» **Assigned task**:
Go over the material below and report every line that contains the word "headwrap".
————
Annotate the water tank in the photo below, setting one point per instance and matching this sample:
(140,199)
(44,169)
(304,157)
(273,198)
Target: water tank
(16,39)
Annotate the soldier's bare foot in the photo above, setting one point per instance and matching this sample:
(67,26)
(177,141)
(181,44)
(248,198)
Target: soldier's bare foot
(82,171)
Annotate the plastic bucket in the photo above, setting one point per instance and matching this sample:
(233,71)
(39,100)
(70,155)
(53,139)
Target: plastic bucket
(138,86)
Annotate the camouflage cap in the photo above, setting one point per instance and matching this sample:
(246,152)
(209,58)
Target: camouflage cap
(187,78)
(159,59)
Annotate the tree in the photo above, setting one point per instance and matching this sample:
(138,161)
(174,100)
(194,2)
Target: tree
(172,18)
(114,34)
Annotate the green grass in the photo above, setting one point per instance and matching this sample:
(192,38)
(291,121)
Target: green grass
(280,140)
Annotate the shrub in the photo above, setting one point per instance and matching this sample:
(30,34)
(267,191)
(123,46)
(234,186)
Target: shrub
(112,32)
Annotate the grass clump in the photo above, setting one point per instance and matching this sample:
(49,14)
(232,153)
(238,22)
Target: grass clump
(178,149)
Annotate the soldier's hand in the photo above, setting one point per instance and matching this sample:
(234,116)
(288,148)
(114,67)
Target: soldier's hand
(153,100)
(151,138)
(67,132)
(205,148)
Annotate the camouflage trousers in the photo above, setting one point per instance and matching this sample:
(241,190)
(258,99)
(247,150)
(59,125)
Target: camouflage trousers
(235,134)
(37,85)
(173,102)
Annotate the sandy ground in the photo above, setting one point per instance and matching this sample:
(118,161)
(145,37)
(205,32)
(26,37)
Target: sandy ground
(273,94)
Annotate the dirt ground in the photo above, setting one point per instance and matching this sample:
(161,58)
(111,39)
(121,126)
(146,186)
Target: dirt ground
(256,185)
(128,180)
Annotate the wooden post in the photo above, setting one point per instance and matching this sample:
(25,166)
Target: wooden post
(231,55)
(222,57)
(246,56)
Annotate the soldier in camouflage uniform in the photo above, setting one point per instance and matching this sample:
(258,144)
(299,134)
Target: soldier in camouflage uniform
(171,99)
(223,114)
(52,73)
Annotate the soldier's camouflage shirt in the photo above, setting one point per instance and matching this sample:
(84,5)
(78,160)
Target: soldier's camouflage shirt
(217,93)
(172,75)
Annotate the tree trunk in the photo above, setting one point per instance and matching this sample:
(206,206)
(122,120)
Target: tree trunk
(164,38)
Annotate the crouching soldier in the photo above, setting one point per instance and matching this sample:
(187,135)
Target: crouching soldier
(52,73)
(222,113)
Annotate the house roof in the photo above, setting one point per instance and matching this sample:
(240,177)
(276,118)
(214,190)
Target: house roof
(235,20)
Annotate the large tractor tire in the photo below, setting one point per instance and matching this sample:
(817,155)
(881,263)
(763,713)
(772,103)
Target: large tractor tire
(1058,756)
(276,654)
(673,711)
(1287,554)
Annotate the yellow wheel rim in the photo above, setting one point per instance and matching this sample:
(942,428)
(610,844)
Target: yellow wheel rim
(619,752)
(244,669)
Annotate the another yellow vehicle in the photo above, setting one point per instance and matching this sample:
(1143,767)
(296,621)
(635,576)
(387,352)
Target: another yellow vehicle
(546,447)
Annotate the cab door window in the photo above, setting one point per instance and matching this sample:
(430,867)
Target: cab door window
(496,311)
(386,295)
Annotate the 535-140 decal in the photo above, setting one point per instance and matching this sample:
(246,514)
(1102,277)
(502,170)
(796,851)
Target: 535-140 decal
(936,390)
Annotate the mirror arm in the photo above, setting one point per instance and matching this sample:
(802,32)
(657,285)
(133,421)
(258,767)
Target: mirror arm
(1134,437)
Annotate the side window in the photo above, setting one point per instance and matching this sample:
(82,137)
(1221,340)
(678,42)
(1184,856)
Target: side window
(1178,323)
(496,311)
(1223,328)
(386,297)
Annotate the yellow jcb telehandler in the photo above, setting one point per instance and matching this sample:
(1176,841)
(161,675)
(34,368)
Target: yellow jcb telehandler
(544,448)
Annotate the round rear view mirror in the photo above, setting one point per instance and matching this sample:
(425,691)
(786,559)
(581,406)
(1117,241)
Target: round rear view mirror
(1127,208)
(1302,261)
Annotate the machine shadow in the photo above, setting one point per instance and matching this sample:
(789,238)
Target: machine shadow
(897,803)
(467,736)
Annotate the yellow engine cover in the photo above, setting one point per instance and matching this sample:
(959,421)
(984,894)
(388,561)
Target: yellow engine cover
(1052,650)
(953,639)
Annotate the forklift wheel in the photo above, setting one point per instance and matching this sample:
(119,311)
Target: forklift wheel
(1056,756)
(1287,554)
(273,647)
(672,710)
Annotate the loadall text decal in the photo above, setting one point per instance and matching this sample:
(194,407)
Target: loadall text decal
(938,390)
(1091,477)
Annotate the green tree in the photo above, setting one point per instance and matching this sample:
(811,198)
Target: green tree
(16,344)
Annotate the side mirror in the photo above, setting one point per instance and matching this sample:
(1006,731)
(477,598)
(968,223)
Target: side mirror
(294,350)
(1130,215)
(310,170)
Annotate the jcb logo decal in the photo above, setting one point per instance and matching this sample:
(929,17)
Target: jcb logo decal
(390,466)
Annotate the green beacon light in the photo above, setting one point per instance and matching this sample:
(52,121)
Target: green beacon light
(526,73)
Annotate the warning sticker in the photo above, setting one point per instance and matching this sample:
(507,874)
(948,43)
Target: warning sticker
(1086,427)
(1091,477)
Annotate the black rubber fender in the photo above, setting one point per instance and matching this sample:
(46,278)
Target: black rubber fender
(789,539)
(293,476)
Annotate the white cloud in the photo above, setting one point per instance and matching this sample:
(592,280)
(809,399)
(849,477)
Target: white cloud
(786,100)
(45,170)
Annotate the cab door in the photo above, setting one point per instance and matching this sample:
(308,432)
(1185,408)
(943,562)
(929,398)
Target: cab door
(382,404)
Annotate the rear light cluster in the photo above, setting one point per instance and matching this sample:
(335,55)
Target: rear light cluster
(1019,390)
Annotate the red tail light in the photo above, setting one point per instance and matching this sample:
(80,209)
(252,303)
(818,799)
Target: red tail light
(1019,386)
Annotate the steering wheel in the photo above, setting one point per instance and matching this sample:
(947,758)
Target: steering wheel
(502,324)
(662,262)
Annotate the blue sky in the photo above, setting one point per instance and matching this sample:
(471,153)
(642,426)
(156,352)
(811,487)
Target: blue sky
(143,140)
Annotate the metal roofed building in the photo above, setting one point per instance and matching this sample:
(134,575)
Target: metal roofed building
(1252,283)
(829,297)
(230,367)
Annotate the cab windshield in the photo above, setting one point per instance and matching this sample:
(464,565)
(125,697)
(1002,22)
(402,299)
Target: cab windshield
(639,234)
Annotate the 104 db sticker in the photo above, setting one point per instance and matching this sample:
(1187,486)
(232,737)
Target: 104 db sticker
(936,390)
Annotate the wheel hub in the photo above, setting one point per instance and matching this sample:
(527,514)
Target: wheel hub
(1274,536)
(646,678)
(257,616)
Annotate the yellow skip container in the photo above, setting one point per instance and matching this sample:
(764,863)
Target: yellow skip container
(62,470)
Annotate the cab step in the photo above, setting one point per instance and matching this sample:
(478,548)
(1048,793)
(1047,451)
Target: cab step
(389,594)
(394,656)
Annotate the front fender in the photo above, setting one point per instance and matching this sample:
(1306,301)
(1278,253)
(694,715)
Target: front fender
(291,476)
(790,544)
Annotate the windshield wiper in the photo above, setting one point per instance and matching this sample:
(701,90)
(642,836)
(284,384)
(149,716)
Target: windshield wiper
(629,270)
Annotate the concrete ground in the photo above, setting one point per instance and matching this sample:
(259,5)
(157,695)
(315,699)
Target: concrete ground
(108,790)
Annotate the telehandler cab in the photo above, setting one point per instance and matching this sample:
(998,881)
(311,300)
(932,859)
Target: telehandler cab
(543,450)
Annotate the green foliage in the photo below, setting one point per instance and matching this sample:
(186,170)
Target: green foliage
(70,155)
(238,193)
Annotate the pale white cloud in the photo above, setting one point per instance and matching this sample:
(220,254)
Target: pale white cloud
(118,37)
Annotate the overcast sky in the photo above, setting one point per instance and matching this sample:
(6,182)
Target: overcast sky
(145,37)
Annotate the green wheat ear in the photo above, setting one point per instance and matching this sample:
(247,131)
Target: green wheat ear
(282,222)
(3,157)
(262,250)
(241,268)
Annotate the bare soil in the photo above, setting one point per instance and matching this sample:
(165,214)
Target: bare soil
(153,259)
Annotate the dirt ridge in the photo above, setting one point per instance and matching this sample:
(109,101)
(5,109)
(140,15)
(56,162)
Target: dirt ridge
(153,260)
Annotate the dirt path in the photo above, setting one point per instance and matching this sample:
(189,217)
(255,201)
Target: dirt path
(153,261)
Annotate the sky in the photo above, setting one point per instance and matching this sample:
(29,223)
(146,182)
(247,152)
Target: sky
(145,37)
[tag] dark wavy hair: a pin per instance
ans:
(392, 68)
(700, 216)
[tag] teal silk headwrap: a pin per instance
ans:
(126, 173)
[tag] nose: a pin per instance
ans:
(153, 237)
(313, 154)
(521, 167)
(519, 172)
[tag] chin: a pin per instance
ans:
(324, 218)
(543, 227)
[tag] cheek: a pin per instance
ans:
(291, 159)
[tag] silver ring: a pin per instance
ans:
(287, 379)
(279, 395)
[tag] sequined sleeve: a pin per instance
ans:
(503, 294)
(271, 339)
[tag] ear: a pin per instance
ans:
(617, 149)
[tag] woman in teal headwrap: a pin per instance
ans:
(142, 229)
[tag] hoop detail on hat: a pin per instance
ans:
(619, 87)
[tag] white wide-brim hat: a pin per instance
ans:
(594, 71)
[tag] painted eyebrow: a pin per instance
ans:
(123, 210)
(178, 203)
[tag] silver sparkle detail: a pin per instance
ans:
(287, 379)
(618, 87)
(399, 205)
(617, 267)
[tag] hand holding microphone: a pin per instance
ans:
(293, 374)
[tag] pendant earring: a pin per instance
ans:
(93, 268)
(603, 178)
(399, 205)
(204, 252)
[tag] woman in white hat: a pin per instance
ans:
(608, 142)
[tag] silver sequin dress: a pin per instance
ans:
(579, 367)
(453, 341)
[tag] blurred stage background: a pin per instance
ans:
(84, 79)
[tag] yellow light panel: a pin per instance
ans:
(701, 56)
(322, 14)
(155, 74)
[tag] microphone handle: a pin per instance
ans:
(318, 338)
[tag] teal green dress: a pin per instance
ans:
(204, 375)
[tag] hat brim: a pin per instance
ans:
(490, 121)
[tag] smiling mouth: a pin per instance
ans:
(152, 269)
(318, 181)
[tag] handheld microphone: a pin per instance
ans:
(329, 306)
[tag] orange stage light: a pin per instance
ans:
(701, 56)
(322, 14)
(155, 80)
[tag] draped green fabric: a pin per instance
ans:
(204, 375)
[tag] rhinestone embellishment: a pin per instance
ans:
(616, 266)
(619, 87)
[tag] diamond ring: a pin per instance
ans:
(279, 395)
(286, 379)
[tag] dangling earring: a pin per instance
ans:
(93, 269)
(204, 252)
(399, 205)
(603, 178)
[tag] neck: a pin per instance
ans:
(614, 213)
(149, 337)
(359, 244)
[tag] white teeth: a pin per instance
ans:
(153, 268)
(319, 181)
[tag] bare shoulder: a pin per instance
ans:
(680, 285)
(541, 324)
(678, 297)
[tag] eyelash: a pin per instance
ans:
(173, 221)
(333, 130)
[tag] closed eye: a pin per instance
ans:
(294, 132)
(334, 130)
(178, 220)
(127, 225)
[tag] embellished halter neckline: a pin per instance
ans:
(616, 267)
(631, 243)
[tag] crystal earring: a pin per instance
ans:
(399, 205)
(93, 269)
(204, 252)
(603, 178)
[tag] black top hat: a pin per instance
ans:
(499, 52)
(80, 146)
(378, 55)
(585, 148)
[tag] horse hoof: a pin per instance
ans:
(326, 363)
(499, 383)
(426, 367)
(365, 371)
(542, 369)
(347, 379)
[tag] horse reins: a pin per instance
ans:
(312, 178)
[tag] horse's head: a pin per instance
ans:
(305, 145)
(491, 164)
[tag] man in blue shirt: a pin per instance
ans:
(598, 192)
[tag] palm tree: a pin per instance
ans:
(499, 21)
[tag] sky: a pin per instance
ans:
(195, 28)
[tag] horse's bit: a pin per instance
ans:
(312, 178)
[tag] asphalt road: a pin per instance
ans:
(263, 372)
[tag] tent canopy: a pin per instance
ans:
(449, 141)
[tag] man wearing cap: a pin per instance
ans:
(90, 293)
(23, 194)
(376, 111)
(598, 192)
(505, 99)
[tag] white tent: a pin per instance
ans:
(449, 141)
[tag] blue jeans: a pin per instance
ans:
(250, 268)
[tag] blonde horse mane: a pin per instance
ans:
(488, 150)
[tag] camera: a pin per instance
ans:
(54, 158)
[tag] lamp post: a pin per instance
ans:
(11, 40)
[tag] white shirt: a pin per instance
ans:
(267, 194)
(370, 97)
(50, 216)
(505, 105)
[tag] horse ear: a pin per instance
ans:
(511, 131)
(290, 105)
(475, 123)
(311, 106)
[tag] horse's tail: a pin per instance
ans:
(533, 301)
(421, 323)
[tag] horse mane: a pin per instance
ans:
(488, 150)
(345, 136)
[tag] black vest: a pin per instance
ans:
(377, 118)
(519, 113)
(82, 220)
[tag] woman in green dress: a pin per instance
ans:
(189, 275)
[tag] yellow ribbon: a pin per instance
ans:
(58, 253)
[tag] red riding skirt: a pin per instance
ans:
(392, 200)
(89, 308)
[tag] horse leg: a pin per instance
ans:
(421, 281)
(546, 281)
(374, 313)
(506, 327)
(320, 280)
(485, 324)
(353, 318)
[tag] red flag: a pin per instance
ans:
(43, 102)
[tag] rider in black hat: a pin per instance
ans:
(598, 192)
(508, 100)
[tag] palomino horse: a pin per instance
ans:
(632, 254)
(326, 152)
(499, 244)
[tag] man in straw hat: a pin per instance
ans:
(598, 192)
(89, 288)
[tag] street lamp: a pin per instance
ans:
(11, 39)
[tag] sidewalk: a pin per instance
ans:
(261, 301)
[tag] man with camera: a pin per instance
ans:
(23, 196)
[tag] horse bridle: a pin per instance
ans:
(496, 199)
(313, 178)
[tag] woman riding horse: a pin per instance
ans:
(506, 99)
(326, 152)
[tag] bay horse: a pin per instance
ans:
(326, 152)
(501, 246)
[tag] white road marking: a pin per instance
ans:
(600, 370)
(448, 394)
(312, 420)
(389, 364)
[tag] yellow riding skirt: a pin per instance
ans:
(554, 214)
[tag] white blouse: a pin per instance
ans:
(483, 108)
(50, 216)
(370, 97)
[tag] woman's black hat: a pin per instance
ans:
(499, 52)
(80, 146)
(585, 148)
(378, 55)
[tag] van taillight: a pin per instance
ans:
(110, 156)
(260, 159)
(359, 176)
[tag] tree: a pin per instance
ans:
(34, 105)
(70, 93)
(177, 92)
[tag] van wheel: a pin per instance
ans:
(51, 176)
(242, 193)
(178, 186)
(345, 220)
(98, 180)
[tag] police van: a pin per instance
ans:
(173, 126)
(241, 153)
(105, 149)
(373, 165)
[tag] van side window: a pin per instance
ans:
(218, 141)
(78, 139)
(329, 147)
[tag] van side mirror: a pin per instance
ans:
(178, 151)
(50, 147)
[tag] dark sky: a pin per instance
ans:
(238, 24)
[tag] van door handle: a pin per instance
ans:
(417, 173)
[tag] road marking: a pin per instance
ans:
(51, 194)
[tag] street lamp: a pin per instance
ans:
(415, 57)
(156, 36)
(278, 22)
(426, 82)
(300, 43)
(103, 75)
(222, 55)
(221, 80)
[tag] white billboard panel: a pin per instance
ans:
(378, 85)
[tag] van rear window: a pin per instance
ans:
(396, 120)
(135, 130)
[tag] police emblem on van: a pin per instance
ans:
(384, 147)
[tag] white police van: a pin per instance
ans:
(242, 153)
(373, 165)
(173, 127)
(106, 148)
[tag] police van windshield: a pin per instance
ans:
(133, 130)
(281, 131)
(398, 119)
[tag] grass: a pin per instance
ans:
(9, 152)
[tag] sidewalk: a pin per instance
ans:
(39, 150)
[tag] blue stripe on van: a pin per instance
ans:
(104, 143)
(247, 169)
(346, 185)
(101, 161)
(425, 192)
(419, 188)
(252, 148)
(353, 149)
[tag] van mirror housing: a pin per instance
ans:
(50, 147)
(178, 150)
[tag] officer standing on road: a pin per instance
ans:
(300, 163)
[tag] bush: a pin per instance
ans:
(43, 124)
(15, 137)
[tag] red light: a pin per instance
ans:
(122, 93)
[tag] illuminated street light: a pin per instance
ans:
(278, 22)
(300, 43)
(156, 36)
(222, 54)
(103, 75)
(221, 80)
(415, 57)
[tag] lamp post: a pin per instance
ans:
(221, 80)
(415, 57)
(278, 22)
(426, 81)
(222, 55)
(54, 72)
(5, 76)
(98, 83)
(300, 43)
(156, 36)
————
» **Output of the task**:
[tag] teal silk headwrap: a pin per instance
[tag] woman in teal headwrap: a pin per instance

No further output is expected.